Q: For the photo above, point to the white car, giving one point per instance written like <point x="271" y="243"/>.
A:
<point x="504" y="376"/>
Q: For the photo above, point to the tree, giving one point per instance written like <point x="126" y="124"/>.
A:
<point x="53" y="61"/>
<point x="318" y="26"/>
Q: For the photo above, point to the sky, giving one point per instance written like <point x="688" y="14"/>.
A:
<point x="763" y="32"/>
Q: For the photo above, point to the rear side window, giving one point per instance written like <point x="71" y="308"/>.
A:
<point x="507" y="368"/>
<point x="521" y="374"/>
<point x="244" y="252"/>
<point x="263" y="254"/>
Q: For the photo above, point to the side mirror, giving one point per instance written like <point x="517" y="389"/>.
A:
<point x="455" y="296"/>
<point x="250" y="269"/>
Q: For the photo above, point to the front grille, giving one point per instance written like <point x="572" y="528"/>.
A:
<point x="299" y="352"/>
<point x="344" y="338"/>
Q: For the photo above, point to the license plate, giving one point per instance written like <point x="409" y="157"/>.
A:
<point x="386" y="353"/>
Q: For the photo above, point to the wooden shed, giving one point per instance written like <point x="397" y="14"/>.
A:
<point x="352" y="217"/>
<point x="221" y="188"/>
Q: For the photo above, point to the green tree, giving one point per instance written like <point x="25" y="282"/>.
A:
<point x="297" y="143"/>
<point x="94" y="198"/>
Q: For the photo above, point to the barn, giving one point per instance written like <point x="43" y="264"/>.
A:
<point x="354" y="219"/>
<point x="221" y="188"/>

*What to do:* Only the lines from the start of the listing through the line with "Q: For the photo above, point to the tree, giving" should be repeated, each exactly as it stands.

*Solved exercise:*
Q: For the photo above, point to the white car, giving one point per instance written like <point x="271" y="243"/>.
A:
<point x="504" y="376"/>
Q: For the photo above, point to the tree, giving one point per instance written like <point x="126" y="124"/>.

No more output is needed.